REQUIRED TASK | Repeat each line word for word.

Stored records |
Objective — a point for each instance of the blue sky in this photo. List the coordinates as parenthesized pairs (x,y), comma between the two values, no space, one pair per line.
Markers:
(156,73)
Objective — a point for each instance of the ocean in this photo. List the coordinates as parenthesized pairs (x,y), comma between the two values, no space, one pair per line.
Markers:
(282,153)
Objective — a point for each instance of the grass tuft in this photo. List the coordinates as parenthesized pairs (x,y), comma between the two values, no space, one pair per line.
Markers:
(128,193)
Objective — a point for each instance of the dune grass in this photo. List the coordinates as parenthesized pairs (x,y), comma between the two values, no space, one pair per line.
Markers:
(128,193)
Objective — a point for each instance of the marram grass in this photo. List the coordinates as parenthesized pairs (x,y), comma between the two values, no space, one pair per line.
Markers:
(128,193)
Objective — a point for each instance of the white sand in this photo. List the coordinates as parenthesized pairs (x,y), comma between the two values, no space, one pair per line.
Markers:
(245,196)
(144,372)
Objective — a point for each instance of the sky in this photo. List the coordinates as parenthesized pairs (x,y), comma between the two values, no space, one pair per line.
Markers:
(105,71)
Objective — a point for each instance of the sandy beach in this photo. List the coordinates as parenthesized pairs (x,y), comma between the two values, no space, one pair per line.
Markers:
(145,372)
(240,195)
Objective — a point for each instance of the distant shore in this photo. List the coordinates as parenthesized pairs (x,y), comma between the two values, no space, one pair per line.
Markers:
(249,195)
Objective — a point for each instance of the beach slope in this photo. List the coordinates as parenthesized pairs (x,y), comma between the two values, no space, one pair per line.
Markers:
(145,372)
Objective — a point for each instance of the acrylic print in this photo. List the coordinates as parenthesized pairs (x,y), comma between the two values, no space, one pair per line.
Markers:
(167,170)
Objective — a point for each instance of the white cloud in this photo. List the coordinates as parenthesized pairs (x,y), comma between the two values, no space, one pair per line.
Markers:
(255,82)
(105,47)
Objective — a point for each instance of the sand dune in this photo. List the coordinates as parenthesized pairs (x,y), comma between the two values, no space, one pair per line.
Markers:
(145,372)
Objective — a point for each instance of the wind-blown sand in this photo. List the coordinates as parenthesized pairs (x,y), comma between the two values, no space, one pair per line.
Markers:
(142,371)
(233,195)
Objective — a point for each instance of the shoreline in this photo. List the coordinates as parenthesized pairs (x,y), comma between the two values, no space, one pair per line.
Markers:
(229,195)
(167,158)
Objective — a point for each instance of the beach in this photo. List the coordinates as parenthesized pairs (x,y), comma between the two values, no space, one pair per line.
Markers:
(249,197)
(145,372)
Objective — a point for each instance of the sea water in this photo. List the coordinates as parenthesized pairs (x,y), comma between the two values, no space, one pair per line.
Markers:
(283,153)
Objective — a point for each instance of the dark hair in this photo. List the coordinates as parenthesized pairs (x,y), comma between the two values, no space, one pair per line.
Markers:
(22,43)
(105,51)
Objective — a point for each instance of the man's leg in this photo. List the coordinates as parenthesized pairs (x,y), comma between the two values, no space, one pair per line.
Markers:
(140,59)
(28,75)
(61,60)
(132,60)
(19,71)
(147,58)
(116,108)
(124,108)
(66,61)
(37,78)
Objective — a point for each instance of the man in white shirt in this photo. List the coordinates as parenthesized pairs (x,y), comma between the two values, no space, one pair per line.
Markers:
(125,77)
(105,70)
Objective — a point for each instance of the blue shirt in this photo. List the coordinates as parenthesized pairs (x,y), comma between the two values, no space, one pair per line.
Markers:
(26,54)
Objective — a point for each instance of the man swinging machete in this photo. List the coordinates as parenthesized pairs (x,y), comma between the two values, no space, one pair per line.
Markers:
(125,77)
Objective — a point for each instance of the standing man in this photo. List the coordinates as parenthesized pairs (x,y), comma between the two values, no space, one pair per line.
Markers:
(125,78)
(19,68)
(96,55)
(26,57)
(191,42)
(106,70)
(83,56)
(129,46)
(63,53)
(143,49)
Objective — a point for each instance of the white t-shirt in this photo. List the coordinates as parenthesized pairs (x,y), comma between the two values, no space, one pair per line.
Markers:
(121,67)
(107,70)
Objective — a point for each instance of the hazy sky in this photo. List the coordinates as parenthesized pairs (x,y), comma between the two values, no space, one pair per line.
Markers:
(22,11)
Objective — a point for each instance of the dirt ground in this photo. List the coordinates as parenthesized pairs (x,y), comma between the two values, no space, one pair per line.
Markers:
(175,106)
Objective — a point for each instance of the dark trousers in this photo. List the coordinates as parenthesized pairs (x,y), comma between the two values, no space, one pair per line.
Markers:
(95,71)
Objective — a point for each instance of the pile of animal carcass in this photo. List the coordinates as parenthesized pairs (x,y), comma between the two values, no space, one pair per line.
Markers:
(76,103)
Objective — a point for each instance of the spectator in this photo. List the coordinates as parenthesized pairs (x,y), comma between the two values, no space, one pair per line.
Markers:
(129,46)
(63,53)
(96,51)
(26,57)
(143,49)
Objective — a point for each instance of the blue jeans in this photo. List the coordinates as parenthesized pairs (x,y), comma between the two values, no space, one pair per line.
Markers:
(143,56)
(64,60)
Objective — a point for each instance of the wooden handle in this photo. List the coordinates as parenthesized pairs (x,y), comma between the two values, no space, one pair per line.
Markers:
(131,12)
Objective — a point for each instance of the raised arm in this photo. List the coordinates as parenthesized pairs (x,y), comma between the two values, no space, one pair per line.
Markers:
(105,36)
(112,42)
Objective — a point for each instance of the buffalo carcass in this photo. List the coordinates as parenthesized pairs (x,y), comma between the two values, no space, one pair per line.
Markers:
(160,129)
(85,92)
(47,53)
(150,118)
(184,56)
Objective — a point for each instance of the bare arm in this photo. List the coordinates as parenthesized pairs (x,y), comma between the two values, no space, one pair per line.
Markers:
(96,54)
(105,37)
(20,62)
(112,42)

RESPONSE TO THE TASK |
Objective — a point for each instance of the blue sky in this photo. List the coordinates as parenthesized pairs (x,y), comma between the two values, no space, one pair per line.
Markers:
(156,73)
Objective — a point for each instance of the ocean in this photo. List the coordinates as parenthesized pairs (x,y), comma between the two values, no space, one pair per line.
Markers:
(282,153)
Objective — a point for each instance of the grass tuft in this photo. List the coordinates as parenthesized pairs (x,y), comma between the two values, no space, one pair per line.
Markers:
(128,193)
Objective — a point for each instance of the dune grass in this photo. List the coordinates as parenthesized pairs (x,y), comma between the two values, no space, one pair per line.
Markers:
(128,193)
Objective — a point for each instance of the marram grass in this photo. List the coordinates as parenthesized pairs (x,y), comma between the two values, no space, one pair per line.
Markers:
(128,193)
Objective — a point for each instance of the white sand in this photo. List the coordinates as parenthesized pairs (x,y), comma between the two values, no space, one pair per line.
Markers:
(245,196)
(144,372)
Objective — a point for each instance of the sky in this photo. List the coordinates as parenthesized pairs (x,y), comma between the two values, no space, one pair per line.
Markers:
(105,71)
Objective — a point for each instance of the sandy beach in this photo. List the coordinates as parenthesized pairs (x,y), comma between the two values, no space, one pair per line.
Markers:
(145,372)
(240,195)
Objective — a point for each instance of the distant shore in this photo. List the coordinates as parenthesized pairs (x,y), comma between the two values, no space, one pair per line.
Markers:
(249,195)
Objective — a point for each instance of the beach slope in this photo. List the coordinates as parenthesized pairs (x,y), comma between the two values, no space, one pair per line.
Markers:
(145,372)
Objective — a point for each instance of the acrylic print in this photo. List the coordinates as parenthesized pairs (x,y), comma between the two values, no space, one pair per line.
Markers:
(167,170)
Objective — a point for each instance of the white cloud in this photo. List the coordinates as parenthesized pairs (x,y), comma between the two values, no space, one pair per line.
Markers:
(255,82)
(105,47)
Objective — a point for each instance of the sand dune in this photo. List the coordinates as parenthesized pairs (x,y), comma between the two values, no space, one pair per line.
Markers:
(145,372)
Objective — a point for each instance of the wind-blown sand in this photo. List the coordinates as parenthesized pairs (x,y), comma between the two values, no space, one pair per line.
Markers:
(142,371)
(233,195)
Objective — a point for each instance of the shoreline in this photo. List the coordinates as parenthesized pairs (x,y), comma between the two values, no space, one pair per line.
Markers:
(229,195)
(167,158)
Objective — a point for each instance of the beach in this photo. List the coordinates as parenthesized pairs (x,y), comma between the two values, no space, one pair per line.
Markers:
(249,197)
(145,372)
Objective — a point for each instance of the sea water in this photo. List the coordinates as parenthesized pairs (x,y), comma between the two values, no space, one pair per line.
Markers:
(283,153)
Objective — a point for each instance of the dark hair in this photo. List the coordinates as parenthesized pairs (x,y), comma between the two values, no space, one pair per line.
Markers:
(22,43)
(105,51)
Objective — a point for each instance of the man's leg in this photo. List the coordinates as parenthesized pairs (x,y), comma between the two values, no space, one pair per line.
Markers:
(140,59)
(28,75)
(61,60)
(132,60)
(19,71)
(147,58)
(116,108)
(124,108)
(66,61)
(37,78)
Objective — a point for each instance of the man in white shirt in this photo. List the coordinates as parenthesized pairs (x,y), comma between the two values, no space, one pair per line.
Markers:
(125,77)
(105,70)
Objective — a point for each instance of the blue shirt in this photo. List the coordinates as parenthesized pairs (x,y), comma between the two values, no space, one pair per line.
Markers:
(26,54)
Objective — a point for each instance of the man swinging machete in this photo. List the coordinates as parenthesized pairs (x,y), comma between the two values, no space, one pair per line.
Markers:
(125,77)
Objective — a point for each instance of the standing man in this photo. List the coordinates as parenthesized pairs (x,y), comma between the two values, no space, one pair per line.
Markers:
(125,78)
(19,68)
(96,55)
(26,57)
(191,42)
(106,70)
(83,56)
(129,46)
(63,53)
(143,49)
Objective — a point for each instance of the white t-shirt in this photo. List the coordinates as parenthesized pairs (x,y), comma between the two values, no space, one pair per line.
Markers:
(121,67)
(107,70)
Objective — a point for each instance of the hazy sky in this photo. List the coordinates as parenthesized pairs (x,y), comma between the two values, no space, one pair per line.
Markers:
(22,11)
Objective — a point for each instance of the dirt ground in this photo. List the coordinates as parenthesized pairs (x,y), comma between the two values, no space, one pair per line.
Markers:
(175,106)
Objective — a point for each instance of the dark trousers in this photo. List the coordinates as parenthesized pairs (x,y), comma between the two values, no space, one pair per line.
Markers:
(95,71)
Objective — a point for each instance of the pile of animal carcass in this photo. List the coordinates as parenthesized pairs (x,y), comma between the two values, no space, one pair per line.
Markers:
(76,103)
Objective — a point for each instance of the spectator in this photo. List the coordinates as parenthesized pairs (x,y), comma between the two values, no space, one pair per line.
Markers:
(129,46)
(63,53)
(96,51)
(26,57)
(143,49)
Objective — a point for each instance of the blue jeans in this photo. List the coordinates as parenthesized pairs (x,y), comma between the two values, no space, one pair per line.
Markers:
(143,56)
(64,60)
Objective — a point for each instance of the wooden handle in this photo. List the coordinates as parenthesized pairs (x,y), comma between the two values, no space, one pair per line.
Markers:
(131,12)
Objective — a point for each instance of the raised arm in this photo. List the coordinates as parenthesized pairs (x,y), comma between the two values, no space, one pair per line.
Markers:
(105,36)
(112,42)
Objective — a point for each instance of the buffalo carcass in this photo. List the coordinates as parenthesized pairs (x,y), comma between the two values, no space, one pair per line.
Markers:
(160,129)
(85,92)
(47,53)
(150,118)
(184,56)
Objective — a point for each instance of the bare arm in this photo. List the coordinates as parenthesized pairs (x,y), comma between the two values, no space, one pair per line.
Markers:
(96,54)
(105,37)
(20,62)
(112,42)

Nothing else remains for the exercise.